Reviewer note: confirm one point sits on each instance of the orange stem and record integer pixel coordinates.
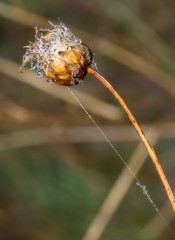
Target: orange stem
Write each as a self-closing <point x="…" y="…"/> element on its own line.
<point x="140" y="132"/>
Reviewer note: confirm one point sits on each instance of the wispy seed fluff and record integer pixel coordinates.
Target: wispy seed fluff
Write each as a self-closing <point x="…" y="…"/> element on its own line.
<point x="57" y="53"/>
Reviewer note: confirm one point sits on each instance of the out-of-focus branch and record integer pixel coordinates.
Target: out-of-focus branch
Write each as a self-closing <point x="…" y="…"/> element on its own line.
<point x="94" y="105"/>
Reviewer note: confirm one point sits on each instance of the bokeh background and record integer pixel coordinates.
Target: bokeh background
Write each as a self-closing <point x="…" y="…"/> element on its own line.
<point x="59" y="178"/>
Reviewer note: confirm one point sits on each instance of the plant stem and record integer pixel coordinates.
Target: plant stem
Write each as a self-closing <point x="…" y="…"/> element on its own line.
<point x="149" y="149"/>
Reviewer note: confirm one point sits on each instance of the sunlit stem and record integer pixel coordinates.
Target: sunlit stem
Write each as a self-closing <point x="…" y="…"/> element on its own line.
<point x="139" y="131"/>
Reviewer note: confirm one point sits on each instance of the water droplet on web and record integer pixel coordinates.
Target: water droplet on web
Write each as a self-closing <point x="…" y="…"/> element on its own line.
<point x="39" y="73"/>
<point x="49" y="80"/>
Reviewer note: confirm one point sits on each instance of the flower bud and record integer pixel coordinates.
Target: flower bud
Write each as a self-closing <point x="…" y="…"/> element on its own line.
<point x="59" y="54"/>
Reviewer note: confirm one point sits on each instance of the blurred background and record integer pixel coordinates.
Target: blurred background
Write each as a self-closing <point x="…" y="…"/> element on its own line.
<point x="59" y="178"/>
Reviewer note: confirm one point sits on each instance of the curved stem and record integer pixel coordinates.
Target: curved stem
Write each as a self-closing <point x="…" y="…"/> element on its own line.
<point x="149" y="149"/>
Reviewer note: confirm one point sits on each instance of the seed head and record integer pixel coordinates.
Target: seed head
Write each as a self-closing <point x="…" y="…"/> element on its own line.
<point x="57" y="53"/>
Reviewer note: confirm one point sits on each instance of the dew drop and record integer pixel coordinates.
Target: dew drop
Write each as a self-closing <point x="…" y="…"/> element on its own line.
<point x="39" y="73"/>
<point x="49" y="80"/>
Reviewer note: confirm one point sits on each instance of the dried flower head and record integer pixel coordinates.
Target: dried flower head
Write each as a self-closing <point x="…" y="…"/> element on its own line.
<point x="57" y="53"/>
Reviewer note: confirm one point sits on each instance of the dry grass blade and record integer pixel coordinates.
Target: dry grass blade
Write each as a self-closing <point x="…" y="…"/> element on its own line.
<point x="92" y="104"/>
<point x="116" y="194"/>
<point x="141" y="134"/>
<point x="111" y="50"/>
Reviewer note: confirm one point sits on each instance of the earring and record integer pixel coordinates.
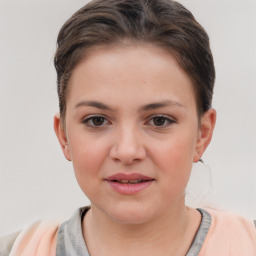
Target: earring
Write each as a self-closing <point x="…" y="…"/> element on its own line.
<point x="200" y="159"/>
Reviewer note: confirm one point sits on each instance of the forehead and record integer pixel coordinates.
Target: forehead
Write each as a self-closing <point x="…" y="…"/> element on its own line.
<point x="123" y="71"/>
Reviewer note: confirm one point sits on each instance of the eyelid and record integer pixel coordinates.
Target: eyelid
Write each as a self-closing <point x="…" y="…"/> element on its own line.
<point x="171" y="120"/>
<point x="88" y="118"/>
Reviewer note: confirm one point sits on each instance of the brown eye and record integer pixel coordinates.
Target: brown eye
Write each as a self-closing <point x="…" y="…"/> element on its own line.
<point x="96" y="121"/>
<point x="159" y="121"/>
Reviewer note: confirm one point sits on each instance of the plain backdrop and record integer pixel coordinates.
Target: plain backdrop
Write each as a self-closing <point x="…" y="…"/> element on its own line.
<point x="36" y="182"/>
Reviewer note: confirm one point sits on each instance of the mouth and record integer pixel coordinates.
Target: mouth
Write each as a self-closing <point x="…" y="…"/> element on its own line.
<point x="129" y="184"/>
<point x="131" y="181"/>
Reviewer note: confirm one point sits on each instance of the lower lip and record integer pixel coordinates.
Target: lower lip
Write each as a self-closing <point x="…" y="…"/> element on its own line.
<point x="129" y="189"/>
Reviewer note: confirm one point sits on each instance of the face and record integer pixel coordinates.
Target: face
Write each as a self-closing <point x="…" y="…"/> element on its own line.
<point x="132" y="132"/>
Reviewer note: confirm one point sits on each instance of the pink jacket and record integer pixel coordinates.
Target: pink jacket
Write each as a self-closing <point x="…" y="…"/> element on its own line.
<point x="229" y="235"/>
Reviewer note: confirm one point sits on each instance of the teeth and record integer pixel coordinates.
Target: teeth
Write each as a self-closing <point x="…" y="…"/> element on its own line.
<point x="130" y="181"/>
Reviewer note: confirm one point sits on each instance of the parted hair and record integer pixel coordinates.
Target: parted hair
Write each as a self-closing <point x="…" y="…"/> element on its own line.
<point x="163" y="23"/>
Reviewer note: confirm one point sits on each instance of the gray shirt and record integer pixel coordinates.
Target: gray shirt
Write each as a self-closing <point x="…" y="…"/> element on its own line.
<point x="70" y="240"/>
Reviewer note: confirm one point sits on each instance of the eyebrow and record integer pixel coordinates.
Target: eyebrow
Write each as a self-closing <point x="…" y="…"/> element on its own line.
<point x="151" y="106"/>
<point x="95" y="104"/>
<point x="156" y="105"/>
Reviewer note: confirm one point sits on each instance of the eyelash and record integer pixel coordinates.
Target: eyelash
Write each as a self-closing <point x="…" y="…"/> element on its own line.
<point x="89" y="121"/>
<point x="167" y="121"/>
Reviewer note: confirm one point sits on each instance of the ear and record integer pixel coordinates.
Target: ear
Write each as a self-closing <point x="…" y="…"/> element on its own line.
<point x="208" y="121"/>
<point x="61" y="135"/>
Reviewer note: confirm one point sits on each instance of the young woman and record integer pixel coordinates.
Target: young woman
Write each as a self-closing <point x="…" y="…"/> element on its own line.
<point x="135" y="83"/>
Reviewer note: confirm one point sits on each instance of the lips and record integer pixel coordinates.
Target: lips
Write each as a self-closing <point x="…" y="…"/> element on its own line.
<point x="133" y="178"/>
<point x="129" y="184"/>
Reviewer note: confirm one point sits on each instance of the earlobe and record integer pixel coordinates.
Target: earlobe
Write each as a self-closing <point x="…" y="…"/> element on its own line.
<point x="61" y="135"/>
<point x="208" y="121"/>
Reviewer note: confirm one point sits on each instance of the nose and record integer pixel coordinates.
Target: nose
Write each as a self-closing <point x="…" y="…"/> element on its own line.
<point x="128" y="147"/>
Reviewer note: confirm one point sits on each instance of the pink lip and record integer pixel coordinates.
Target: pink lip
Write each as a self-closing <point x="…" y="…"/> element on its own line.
<point x="129" y="189"/>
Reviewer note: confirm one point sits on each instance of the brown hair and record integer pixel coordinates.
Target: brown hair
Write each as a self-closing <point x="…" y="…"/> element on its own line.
<point x="164" y="23"/>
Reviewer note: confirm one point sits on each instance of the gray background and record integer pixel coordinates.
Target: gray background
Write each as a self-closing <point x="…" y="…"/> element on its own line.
<point x="35" y="179"/>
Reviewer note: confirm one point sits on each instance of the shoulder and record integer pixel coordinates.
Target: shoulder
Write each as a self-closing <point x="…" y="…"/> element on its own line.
<point x="40" y="235"/>
<point x="229" y="233"/>
<point x="6" y="243"/>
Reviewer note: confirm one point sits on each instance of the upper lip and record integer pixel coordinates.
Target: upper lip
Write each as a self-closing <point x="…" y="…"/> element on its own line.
<point x="131" y="176"/>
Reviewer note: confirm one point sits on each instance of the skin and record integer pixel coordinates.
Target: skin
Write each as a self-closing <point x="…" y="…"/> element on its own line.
<point x="161" y="142"/>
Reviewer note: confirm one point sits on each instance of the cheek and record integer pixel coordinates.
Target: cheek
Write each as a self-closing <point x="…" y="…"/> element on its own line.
<point x="87" y="156"/>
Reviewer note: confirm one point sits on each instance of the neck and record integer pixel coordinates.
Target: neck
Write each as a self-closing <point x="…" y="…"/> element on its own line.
<point x="172" y="232"/>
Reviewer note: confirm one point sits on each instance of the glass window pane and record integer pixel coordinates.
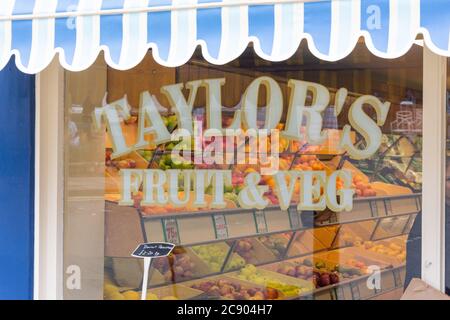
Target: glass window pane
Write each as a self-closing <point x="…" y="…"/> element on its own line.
<point x="124" y="188"/>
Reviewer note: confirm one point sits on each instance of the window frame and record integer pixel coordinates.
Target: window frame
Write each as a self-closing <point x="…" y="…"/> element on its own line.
<point x="48" y="264"/>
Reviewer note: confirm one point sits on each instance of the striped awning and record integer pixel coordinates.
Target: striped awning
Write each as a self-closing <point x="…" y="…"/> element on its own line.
<point x="35" y="30"/>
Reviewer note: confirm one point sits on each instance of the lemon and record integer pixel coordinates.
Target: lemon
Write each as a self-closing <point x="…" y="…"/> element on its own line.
<point x="131" y="295"/>
<point x="117" y="296"/>
<point x="152" y="296"/>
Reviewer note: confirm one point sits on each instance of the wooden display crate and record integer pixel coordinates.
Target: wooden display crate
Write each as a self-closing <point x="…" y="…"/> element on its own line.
<point x="180" y="292"/>
<point x="244" y="284"/>
<point x="305" y="286"/>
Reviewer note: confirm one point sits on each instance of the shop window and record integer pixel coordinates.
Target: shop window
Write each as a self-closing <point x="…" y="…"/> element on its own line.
<point x="226" y="247"/>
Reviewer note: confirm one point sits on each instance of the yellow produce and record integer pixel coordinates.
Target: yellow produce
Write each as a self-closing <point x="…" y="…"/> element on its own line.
<point x="252" y="274"/>
<point x="117" y="296"/>
<point x="109" y="290"/>
<point x="170" y="298"/>
<point x="152" y="296"/>
<point x="131" y="295"/>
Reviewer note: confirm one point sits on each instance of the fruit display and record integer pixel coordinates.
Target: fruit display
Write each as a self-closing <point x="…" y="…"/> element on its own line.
<point x="234" y="290"/>
<point x="277" y="244"/>
<point x="362" y="189"/>
<point x="146" y="154"/>
<point x="320" y="273"/>
<point x="268" y="280"/>
<point x="175" y="292"/>
<point x="176" y="267"/>
<point x="214" y="256"/>
<point x="392" y="249"/>
<point x="166" y="162"/>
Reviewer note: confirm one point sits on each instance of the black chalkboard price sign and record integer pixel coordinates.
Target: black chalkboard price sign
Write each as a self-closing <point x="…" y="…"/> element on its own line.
<point x="153" y="250"/>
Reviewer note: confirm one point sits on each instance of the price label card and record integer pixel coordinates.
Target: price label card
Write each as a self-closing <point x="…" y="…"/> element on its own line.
<point x="397" y="278"/>
<point x="171" y="232"/>
<point x="355" y="291"/>
<point x="339" y="293"/>
<point x="374" y="208"/>
<point x="220" y="225"/>
<point x="153" y="250"/>
<point x="388" y="207"/>
<point x="260" y="220"/>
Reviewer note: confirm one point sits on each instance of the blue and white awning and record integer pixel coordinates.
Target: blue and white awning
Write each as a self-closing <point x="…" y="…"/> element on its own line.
<point x="35" y="30"/>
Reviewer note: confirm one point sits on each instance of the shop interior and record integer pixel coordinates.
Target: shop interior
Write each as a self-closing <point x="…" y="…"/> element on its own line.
<point x="236" y="253"/>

··········

**Work required**
Reproduce only the lines between the line containing "white awning and record integer pixel coordinates." and the last line of the records, those two lines included, exactly.

**Written response**
Reviewer note: confirm one point sits on each instance of the blue and white awning and record integer pixel coordinates.
Target: blue and white awning
Write each as a self-closing <point x="…" y="…"/> element on its own line.
<point x="35" y="30"/>
Reviewer note: confirm one point sits on each instance of the shop interior and record integer pixel coordinates.
Target: shop interior
Write each as a self-closing <point x="…" y="…"/> element on its own line.
<point x="236" y="253"/>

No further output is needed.